● Prompt
Nothing more is wanted than an exact repeat of the data below.

● Records provided

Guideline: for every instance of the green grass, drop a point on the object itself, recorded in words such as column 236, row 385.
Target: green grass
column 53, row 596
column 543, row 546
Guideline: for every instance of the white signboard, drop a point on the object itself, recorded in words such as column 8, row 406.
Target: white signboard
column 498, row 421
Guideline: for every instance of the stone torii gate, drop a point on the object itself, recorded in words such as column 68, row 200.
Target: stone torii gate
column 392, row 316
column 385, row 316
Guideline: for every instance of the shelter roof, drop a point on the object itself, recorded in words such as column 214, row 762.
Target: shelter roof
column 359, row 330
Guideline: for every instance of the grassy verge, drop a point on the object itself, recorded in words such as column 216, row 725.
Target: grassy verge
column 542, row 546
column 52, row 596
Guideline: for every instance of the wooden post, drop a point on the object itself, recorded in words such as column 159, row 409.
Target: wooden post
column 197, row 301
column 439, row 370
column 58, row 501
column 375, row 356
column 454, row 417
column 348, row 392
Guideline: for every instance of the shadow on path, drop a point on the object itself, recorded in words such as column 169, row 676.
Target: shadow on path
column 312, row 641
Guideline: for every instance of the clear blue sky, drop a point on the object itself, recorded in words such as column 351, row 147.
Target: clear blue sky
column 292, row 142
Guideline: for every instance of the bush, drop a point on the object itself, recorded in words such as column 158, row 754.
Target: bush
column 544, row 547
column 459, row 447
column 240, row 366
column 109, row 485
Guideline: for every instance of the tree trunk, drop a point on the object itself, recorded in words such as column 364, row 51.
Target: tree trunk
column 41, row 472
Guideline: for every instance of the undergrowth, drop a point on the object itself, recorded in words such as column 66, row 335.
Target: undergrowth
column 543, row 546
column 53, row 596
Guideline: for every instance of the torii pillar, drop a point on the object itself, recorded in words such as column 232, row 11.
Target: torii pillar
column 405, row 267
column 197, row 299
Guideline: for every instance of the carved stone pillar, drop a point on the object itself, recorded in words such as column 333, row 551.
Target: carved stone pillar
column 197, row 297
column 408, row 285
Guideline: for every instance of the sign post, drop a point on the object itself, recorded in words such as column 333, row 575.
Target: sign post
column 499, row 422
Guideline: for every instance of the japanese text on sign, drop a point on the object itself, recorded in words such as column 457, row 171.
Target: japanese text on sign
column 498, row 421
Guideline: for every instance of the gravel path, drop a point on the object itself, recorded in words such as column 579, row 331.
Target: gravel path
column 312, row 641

● The completed task
Guideline: for every instance of the green grass, drop a point on the object itself, recorded in words such as column 236, row 385.
Target: green grass
column 53, row 596
column 543, row 546
Guideline: for every instance of the white signboard, drop a point on the object itself, recorded in words such as column 8, row 406.
Target: white signboard
column 498, row 421
Guideline: for every instance of the stone torii gate, drop a point on the object itself, recorded in words such as column 68, row 200.
Target: stone torii gate
column 392, row 316
column 385, row 316
Guideline: for every instance of the shelter roof, drop a point on the object itself, recorded in words such as column 214, row 762.
Target: shelter roof
column 359, row 330
Guideline: for every instance of the grassy verge, drop a point on the object itself, recorded in words such as column 216, row 725.
Target: grassy verge
column 542, row 546
column 52, row 596
Guideline: for every instance of the wooden post, drop a point on the object itself, recorded in words such as column 159, row 409.
Target: wooden post
column 197, row 301
column 439, row 370
column 58, row 501
column 375, row 356
column 454, row 417
column 348, row 392
Guideline: for every instance of the shadow on path, drop a point on the object itself, recorded in words such as column 169, row 676.
Target: shadow on path
column 312, row 641
Guideline: for every instance of the clear blue sky, drop a point on the object itself, recorded in words such as column 351, row 147.
Target: clear blue sky
column 292, row 142
Guideline: for every instance of the bush, drop a point on the object itself, recorded in words such as column 158, row 754.
Target: bush
column 544, row 547
column 459, row 447
column 240, row 366
column 109, row 485
Guideline: for every instance of the tree trunk, drop a point on the object itself, recorded in words such as column 364, row 51.
Target: tree trunk
column 41, row 472
Guideline: for every instance of the undergrowth, drop a point on the object itself, recorded in words such as column 66, row 335.
Target: undergrowth
column 543, row 546
column 53, row 596
Guideline: for every instance of the torii pillar, drop a point on the object itself, recorded in words such as column 232, row 11.
Target: torii pillar
column 405, row 267
column 197, row 299
Guideline: for every instance of the carved stone pillar, drop a point on the object itself, recorded in words such as column 333, row 551.
Target: carved stone pillar
column 197, row 297
column 408, row 285
Guideline: for every instance of the sign post, drop a point on the object itself, recorded in words such as column 333, row 575.
Target: sign post
column 499, row 422
Guideline: for every instance of the japanese text on sign, drop a point on the object itself, recorded in words such as column 457, row 171.
Target: japanese text on sign
column 498, row 421
Guideline: for every instance of the gravel path, drop a point on the object itself, recorded in words such as column 579, row 331.
Target: gravel path
column 312, row 641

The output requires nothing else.